== Task requirements ==
Can you retype the entries below, from the line with "Where can the orange" up to and including the line with "[[374, 112]]", with every character unchanged?

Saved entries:
▬▬▬▬▬▬▬▬▬▬
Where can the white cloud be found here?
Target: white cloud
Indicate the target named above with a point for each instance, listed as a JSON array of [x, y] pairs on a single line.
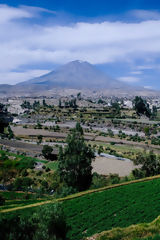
[[148, 87], [9, 13], [16, 77], [136, 72], [129, 79], [24, 43], [145, 14]]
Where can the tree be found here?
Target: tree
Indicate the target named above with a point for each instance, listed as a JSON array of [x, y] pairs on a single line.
[[2, 200], [47, 151], [150, 163], [141, 106], [5, 118], [75, 160]]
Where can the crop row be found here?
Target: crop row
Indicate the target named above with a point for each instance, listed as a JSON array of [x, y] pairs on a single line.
[[117, 207]]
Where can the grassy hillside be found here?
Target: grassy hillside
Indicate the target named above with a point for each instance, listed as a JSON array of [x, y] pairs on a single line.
[[92, 212], [117, 207], [142, 231]]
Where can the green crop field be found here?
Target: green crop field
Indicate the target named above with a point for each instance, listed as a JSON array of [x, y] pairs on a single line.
[[116, 207]]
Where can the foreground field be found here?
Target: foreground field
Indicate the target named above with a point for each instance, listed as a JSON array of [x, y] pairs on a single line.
[[94, 211], [117, 207], [142, 231]]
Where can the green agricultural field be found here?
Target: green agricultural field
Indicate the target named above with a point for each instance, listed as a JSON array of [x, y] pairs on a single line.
[[116, 207], [52, 165], [19, 203], [11, 195]]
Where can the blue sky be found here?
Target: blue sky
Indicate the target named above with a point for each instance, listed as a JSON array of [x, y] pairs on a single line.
[[120, 37]]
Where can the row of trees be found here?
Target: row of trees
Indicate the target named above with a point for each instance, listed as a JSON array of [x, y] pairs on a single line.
[[142, 107], [5, 118]]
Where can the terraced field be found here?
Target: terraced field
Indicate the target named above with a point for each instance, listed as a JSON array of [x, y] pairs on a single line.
[[88, 213], [117, 207]]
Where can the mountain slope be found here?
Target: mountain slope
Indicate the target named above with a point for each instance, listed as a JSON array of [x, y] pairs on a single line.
[[76, 74]]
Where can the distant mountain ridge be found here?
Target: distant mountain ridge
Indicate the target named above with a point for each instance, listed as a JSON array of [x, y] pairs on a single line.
[[73, 75]]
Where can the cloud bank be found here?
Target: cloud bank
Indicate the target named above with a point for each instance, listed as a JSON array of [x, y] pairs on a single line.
[[24, 41]]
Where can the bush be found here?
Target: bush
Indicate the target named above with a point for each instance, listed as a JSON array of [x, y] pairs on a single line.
[[2, 200], [47, 223]]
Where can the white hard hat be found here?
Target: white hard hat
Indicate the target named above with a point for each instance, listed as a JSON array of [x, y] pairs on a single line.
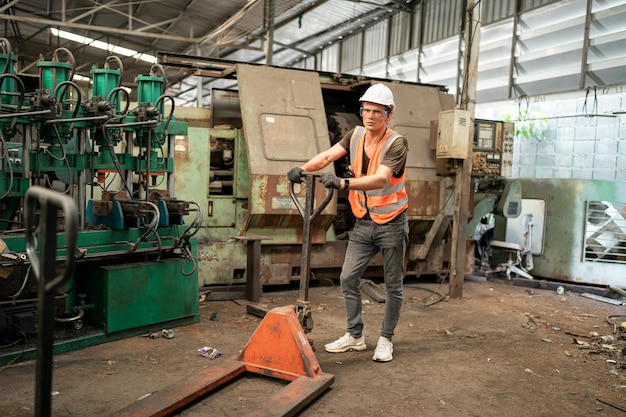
[[379, 94]]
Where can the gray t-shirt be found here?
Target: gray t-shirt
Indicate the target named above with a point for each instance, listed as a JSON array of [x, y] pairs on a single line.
[[395, 158]]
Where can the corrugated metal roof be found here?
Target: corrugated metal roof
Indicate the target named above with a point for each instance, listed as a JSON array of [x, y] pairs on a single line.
[[231, 29]]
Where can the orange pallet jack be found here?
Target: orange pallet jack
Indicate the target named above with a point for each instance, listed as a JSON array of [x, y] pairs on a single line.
[[278, 349]]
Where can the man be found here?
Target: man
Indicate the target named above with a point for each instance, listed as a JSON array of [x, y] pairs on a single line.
[[379, 201]]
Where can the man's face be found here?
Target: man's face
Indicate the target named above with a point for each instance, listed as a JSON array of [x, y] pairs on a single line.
[[375, 116]]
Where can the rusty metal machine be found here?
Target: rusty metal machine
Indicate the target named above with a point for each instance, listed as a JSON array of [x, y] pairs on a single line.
[[265, 120], [135, 253]]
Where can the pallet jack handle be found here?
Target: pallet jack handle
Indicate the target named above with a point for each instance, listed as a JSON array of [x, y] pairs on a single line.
[[308, 213], [48, 202]]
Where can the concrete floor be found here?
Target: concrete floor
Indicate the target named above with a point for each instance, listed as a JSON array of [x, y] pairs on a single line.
[[500, 350]]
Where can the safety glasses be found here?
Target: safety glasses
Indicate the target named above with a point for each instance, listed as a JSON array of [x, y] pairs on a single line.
[[374, 112]]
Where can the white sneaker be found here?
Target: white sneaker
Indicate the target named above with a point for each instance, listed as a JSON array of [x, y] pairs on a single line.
[[384, 350], [345, 343]]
▬▬▬▬▬▬▬▬▬▬
== Answer ==
Where can the orange pallet jack be found here?
Target: orange pallet jack
Indicate the target named above with a point for each instance, listed as a JSON array of [x, y] pairs on a single line.
[[278, 349]]
Where can the man be found here?
Target: man
Indicate the target named above with a point for each instance, listed as a JSON array of [x, y] pairs on a single line.
[[379, 201]]
Where can the man's face be found here?
Target: man's face
Indicate the target named above with a point for each instance, listed as a JSON array of [x, y] pairs on a single line.
[[375, 116]]
Where can the rusty metal machine be found here?
Target: rusty metal machine
Indicate the target named above with a point for each instance, listed as a JSON array of [x, y] pairs on a single line.
[[265, 120], [135, 253]]
Where can the pallet jack handle be found here?
Target: pallet jack handle
Indicate the target named above with a point for each instance, listed as a JSON array of [x, y] pairs on a single line.
[[308, 213], [48, 202]]
Where can the concrete floor be found here?
Target: concrete floor
Indicate the target named above with a point for each instance, listed as a JSON array of [x, y] pairs on a single line.
[[500, 350]]
Where can the safety glasses be found here?
Target: safety glasses
Indicate the target named above with a point for each instance, listed as a JSON array of [x, y] pairs on a single line.
[[374, 112]]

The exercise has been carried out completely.